● Questions:
1. Return, word for word, the part of the Pollinator Week post that opens with the words containing "For direction on" and closes with "our food security.".
2. According to the Pollinator Week post, what dollar value of U.S. crops do pollinators pollinate each year?
3. Write what comes next in the Pollinator Week post, starting after its final sentence.

[Document section — start]

Pollinator Week 2020: We’ve Got the A-Bee-Cs

Wednesday, June 24, 2020

Who runs the world?

Bees!

If you’ve enjoyed an apple or a handful of blueberries recently, or maybe some avocado on toast, thank a bee. Honey bees and other pollinators keep our food system, and therefore we humans, alive. They pollinate some $30 billion in crops in the U.S. each year, including most fruits and leafy greens, and without them our food system would collapse.

Beset by disease, parasitic mites, and widespread applications of pesticides, fungicides, and other agricultural chemicals, bees are struggling to survive. The good news is there are organizations working to protect these and other hardworking insects and animals, and they’re spreading the word on what we can do to help them survive and thrive!

Thirteen years ago, the nonprofit Pollinator Partnership helped initiate Pollinator Week – a “time to celebrate pollinators and spread the word about what you can do to protect them.” It’s celebrated this year from June 22-28, moving online due to the COVID-19 pandemic.

For direction on joining the fight to save the bees, consult the list of resources below. You also can enjoy a new documentary, The Pollinators, a New York Times critics’ pick hailed by the newspaper as “meticulous, magnificent … a movie that presents an intelligent vision of nature.”

From the filmmakers:

The Pollinators is a cinematic journey around the United States following migratory beekeepers and their truckloads of honey bees as they pollinate the flowers that become the fruits, nuts and vegetables we all eat. We … talk to farmers, scientist, chefs, economists and academics along the way to give a broad perspective about the threats to honey bees and what it means to our food security.

[Document section — finish]
[Dataset excerpts — start]

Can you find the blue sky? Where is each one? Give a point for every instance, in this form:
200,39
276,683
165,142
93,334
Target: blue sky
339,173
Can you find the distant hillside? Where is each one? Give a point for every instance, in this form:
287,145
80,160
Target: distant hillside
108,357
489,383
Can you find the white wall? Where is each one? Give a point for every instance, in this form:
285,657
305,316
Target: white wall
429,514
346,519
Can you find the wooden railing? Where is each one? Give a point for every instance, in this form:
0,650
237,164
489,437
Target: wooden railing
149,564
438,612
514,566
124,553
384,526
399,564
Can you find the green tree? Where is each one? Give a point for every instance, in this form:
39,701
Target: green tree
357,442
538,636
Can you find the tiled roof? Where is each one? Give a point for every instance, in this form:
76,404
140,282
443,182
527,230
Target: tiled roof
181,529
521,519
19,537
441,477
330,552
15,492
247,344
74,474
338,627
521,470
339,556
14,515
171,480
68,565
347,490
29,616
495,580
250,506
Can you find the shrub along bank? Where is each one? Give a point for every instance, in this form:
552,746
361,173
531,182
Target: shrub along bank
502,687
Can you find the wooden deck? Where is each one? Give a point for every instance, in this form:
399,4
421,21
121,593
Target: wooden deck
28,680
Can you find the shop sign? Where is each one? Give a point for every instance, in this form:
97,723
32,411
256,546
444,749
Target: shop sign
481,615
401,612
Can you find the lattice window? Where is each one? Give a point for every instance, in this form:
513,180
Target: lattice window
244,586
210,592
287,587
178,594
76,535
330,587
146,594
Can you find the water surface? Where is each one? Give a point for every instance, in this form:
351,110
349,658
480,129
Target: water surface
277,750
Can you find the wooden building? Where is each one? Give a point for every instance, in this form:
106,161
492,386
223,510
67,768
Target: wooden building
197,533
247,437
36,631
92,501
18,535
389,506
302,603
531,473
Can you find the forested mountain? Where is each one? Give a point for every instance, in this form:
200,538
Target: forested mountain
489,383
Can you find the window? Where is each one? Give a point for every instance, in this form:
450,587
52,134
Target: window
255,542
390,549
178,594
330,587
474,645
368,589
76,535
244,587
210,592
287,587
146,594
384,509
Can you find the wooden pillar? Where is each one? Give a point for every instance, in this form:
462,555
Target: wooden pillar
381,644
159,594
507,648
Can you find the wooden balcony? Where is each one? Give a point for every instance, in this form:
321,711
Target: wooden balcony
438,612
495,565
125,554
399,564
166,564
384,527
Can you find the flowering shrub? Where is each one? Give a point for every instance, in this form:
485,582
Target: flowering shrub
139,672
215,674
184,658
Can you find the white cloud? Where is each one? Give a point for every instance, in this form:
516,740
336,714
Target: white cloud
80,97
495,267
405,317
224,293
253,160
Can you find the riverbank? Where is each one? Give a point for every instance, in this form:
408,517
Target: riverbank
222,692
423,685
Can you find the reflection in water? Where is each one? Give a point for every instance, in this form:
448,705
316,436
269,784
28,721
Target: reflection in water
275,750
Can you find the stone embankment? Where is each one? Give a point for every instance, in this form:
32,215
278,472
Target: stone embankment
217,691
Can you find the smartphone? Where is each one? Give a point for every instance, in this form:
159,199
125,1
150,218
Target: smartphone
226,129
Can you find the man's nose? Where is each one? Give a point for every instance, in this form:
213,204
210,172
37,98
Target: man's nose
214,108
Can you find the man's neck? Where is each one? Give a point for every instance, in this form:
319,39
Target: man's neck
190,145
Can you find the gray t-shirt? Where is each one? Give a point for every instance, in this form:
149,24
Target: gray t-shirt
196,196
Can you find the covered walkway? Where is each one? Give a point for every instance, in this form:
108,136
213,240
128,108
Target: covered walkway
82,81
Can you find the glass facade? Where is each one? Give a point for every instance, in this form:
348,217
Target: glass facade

[Dataset excerpts — finish]

● Outputs for the tasks:
1.
For direction on joining the fight to save the bees, consult the list of resources below. You also can enjoy a new documentary, The Pollinators, a New York Times critics’ pick hailed by the newspaper as “meticulous, magnificent … a movie that presents an intelligent vision of nature.”

From the filmmakers:

The Pollinators is a cinematic journey around the United States following migratory beekeepers and their truckloads of honey bees as they pollinate the flowers that become the fruits, nuts and vegetables we all eat. We … talk to farmers, scientist, chefs, economists and academics along the way to give a broad perspective about the threats to honey bees and what it means to our food security.

2. Some $30 billion in crops.

3.
The 92-minute doc is available for streaming on Kanopy, using your Kansas City Public Library card. You can watch the trailer and learn more here.

Facts about pollinators from the Ecological Society of America

  • A majority of plants, more than 70 percent, depend on insects, birds, bats, and other animals to transport pollen.
  • Pollinators play a significant role in the production of over 150 food crops in the U.S., including apples, almonds, blueberries, cranberries, kiwis, melons, pears, plums, and squash.
  • Pollinators are important in the production of an estimated 30 percent of the human diet, plus fibers, edible oils, medicines created from plants, and other important products around the world.
  • Close to a third of some 1,500 crop plant species worldwide depend on pollination by bees and other insects.
  • Many species of wild pollinators are in decline. Disruptions of localized pollination systems, and declines of certain species of pollinators, have been reported on every continent except Antarctica.
  • Habitat loss and fragmentation are two of the greatest threats. Foraging areas and nesting sites of many pollinating organisms are jeopardized when wildlands are converted for such domestic uses as housing, suburban development, agriculture, or pasture.